** Start of Document passage **

The whole engine underwent a year-long optimisation process. The Xbox PPC CPU is an older in-order design, so it's crucial to optimise your code very well if you want to get decent performance out of it. Thousands and thousands of (manual) cache optimisations and CPU stall optimisations were introduced and we VMX128-vectorised almost every bit of code that was suitable for vectorisation. So the code is now specially optimised for the PPC processor architecture of the console.
We used the GPU memexport a bit more, as GPGPU has always been near to my heart. In Trials Evolution we do terrain foliage generation, particle processing and texture compression using the GPU. Our deferred lighting and anti-aliasing shaders use Xbox-specific GPU microcode for "warp wide" branching. This technique can be used to reduce cost of incoherent dynamic branching (but depends on GPU warp size and is thus not available on most PC GPGPU platforms except for CUDA).
We did some research and the conclusion was that basically no native 1280x720p television sets were ever sold worldwide. 1366x768 was/is the most common HD-ready "720p" TV resolution, and 1080p sets were getting much more common during the last two and half years since the launch of Trials HD. We didn't see any reason to support native 1280x720 rendering anymore, as basically all TV sets would scale the image up, and nobody would see the game unscaled at perfect 1:1 pixel ratio. So we went slightly sub-HD (but at proper 16:9 this time) and let the high-quality Xbox 360 scaler hardware do the upscaling to the TV native resolution.
"We use a modified version of FXAA. It's originated from FXAA 2, but our version causes significantly less blurring to textures... Our version runs at 0.8ms, less than five per cent of the 16.6ms frame."
We use a modified version of FXAA. It's originated from FXAA 2, but our version causes significantly less blurring to textures. We again use the Xbox-specific microcode branching trick to get extra performance out of the shader (limiting the effect to areas that have high-contrast edges). Our version runs at 0.8ms, less than five per cent of the 16.6ms frame.
I did some stereo 3D reprojection tests early in the production, but at the end we didn't have time to focus on technology features that would only benefit a narrow user base. Getting the huge game world to run at stable 60 frames per second and fine-tuning all the new streaming techniques took all the technology programmers' time.
Physics changes weren't as radical this time. We upgraded to a newer version of Bullet Physics. Unfortunately that meant we had to write all our Xbox physics optimisations again. This time, however, we had much more knowledge of the hardware specifics and that provided better results in the end.

** End of Document passage **

- _Your tasks_
1. Answer these questions about the passage on the Trials Evolution engine, marking each answer with its letter.
(a) Which three jobs does Trials Evolution perform using the GPU?
(b) What resolution does the passage call the most common HD-ready "720p" TV resolution?
(c) How long does the modified FXAA version take to run?
2. Summarize the passage on the Trials Evolution engine in two sentences.

** Start of Recorded data **

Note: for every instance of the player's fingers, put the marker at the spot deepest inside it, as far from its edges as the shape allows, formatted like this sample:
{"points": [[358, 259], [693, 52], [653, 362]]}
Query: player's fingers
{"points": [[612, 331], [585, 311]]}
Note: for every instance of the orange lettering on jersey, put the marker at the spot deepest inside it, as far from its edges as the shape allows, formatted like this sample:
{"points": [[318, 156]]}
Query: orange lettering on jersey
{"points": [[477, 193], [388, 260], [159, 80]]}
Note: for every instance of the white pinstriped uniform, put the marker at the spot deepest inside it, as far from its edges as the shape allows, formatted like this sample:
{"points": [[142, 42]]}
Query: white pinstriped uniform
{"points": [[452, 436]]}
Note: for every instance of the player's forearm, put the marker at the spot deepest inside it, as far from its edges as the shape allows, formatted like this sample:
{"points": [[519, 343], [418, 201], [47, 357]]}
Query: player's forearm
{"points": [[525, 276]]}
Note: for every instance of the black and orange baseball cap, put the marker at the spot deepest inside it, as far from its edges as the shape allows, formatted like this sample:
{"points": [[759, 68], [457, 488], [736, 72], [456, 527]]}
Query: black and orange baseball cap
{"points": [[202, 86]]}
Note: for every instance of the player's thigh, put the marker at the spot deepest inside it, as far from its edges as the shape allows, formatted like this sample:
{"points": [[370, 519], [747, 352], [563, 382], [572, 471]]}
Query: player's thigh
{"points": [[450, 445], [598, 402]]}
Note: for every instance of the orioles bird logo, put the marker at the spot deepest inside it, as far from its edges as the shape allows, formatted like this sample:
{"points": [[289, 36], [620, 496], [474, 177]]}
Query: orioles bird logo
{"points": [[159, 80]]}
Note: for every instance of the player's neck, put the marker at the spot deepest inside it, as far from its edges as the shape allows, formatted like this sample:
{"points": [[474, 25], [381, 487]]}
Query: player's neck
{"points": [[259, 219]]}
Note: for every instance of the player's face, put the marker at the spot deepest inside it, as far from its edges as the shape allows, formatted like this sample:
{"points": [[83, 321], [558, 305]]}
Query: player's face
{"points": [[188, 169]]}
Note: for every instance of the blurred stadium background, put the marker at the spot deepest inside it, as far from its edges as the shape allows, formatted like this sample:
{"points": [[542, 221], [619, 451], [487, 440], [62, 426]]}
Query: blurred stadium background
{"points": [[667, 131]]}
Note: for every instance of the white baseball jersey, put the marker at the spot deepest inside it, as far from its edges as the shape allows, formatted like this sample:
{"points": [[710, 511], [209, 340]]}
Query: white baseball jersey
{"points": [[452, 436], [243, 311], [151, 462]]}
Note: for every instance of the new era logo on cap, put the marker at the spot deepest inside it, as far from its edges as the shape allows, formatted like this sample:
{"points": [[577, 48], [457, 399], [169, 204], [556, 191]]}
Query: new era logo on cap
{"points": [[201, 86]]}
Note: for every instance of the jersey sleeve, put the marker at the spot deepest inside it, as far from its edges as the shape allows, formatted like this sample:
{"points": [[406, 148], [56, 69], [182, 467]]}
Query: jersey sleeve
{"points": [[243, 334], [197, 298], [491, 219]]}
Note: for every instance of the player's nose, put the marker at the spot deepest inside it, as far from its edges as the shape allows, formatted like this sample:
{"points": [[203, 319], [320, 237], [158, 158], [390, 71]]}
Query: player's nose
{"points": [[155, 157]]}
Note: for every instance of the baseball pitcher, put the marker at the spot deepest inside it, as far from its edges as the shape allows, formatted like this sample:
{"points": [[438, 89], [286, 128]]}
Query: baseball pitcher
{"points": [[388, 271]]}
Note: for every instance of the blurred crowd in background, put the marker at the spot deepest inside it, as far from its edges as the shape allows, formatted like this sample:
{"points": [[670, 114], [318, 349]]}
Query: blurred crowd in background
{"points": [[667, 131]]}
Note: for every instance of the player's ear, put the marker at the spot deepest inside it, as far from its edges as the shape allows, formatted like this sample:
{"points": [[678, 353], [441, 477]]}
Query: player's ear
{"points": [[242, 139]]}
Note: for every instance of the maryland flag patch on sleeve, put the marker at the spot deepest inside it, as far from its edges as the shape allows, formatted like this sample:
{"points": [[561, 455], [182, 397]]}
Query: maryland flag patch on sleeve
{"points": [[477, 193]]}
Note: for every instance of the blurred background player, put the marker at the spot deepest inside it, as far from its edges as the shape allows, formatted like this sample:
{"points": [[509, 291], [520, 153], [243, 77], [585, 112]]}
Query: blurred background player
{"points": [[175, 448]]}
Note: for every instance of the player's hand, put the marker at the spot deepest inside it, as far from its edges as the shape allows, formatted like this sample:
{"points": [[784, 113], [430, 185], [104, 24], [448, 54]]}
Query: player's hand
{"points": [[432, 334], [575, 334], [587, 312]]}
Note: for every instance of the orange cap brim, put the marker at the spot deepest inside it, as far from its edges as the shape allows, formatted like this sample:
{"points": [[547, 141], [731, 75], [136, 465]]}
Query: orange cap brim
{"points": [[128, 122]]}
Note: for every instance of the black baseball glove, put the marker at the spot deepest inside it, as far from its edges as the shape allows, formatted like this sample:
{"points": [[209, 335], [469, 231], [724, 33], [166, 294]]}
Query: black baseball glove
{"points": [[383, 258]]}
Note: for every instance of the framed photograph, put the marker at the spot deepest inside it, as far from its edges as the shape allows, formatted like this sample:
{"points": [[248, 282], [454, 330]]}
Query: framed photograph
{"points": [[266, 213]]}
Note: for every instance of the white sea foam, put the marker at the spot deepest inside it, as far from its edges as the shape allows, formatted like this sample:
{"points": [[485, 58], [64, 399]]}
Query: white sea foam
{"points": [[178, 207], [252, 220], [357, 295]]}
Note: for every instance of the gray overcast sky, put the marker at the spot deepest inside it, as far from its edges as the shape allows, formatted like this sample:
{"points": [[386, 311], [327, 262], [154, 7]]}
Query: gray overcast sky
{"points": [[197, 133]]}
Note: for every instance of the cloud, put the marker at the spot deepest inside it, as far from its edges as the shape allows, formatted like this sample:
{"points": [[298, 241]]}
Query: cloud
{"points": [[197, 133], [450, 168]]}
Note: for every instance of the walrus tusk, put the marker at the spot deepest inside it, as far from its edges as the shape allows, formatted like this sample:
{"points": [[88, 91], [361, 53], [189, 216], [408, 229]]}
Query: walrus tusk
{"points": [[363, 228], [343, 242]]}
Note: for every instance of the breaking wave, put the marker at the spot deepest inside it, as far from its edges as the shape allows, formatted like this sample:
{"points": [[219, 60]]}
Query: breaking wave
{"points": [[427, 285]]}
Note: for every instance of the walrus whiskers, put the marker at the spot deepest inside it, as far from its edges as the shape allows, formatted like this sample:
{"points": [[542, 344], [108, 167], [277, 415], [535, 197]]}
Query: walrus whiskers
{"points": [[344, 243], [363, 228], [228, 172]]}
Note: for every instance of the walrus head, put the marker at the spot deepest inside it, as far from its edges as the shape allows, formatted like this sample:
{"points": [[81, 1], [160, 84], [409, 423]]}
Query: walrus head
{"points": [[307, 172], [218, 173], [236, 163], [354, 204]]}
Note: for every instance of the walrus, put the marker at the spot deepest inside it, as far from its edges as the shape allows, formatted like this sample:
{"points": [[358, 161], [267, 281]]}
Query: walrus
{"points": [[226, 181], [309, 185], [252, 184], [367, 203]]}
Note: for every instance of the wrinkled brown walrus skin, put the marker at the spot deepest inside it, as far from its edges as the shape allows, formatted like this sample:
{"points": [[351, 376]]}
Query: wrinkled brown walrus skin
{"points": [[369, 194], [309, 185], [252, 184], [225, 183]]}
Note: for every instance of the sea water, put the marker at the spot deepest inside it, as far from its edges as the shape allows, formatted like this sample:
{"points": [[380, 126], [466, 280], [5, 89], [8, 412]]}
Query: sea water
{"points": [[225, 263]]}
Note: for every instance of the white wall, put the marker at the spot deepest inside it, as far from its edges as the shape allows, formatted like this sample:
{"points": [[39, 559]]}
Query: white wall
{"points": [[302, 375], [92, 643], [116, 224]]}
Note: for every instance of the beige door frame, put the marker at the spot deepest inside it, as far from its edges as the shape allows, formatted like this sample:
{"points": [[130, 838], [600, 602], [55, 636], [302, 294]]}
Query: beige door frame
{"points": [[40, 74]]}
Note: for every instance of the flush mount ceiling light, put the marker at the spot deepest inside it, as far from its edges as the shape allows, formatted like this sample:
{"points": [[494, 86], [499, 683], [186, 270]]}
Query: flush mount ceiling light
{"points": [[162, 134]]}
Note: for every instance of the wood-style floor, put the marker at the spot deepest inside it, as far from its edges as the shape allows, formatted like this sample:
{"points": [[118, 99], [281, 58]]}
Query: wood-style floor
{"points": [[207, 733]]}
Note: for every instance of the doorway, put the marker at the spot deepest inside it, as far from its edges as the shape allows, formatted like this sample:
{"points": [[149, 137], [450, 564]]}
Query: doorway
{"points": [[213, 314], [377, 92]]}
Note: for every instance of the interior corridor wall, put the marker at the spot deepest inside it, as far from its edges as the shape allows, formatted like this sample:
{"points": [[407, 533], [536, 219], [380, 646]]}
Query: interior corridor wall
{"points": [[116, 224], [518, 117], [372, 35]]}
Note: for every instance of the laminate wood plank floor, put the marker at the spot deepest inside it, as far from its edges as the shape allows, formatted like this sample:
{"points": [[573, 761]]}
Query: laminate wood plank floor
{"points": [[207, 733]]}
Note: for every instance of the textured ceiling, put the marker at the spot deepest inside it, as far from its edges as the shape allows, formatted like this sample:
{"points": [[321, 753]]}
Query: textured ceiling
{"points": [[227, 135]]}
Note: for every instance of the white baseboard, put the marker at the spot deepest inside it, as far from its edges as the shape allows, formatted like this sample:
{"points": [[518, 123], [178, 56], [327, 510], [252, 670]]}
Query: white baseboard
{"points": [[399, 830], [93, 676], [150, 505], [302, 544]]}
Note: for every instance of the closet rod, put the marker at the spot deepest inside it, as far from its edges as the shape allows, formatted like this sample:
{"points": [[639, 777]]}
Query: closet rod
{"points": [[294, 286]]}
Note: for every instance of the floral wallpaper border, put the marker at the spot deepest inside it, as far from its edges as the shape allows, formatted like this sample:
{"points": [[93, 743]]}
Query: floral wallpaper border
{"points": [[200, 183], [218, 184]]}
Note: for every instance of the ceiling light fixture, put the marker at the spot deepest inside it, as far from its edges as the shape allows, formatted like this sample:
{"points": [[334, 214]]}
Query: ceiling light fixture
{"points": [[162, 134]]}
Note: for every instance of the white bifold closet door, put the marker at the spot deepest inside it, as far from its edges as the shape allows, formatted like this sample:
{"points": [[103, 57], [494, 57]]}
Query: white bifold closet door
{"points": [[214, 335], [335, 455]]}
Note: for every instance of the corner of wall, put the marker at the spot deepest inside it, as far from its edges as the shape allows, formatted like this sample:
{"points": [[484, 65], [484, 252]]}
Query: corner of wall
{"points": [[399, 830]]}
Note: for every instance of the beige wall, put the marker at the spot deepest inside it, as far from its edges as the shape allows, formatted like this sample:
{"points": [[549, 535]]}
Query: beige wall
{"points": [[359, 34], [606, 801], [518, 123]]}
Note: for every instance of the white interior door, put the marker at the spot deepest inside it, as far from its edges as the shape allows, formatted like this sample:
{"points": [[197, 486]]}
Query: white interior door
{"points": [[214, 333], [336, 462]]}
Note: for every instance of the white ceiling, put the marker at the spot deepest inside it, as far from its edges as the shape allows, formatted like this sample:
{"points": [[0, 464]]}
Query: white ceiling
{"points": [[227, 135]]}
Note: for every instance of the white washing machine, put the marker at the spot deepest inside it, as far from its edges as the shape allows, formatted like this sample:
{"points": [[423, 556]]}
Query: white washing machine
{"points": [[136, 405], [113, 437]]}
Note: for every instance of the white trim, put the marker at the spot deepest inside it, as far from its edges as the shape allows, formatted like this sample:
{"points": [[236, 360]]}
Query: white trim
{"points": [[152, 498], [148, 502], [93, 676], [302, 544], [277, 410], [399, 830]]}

** End of Recorded data **

- _Outputs_
1.
(a) Terrain foliage generation, particle processing, and texture compression.
(b) 1366x768.
(c) 0.8ms, less than five percent of the 16.6ms frame.

2. The engine went through a year-long optimization process for the console's in-order PPC CPU, and it uses the GPU for terrain foliage generation, particle processing and texture compression, with Xbox-specific microcode branching in the lighting and anti-aliasing shaders. The game renders slightly below HD and lets the Xbox 360 scaler upscale the image, uses a modified FXAA that runs at 0.8ms, dropped stereo 3D for lack of time, and upgraded to a newer version of Bullet Physics, which meant rewriting its Xbox physics optimizations.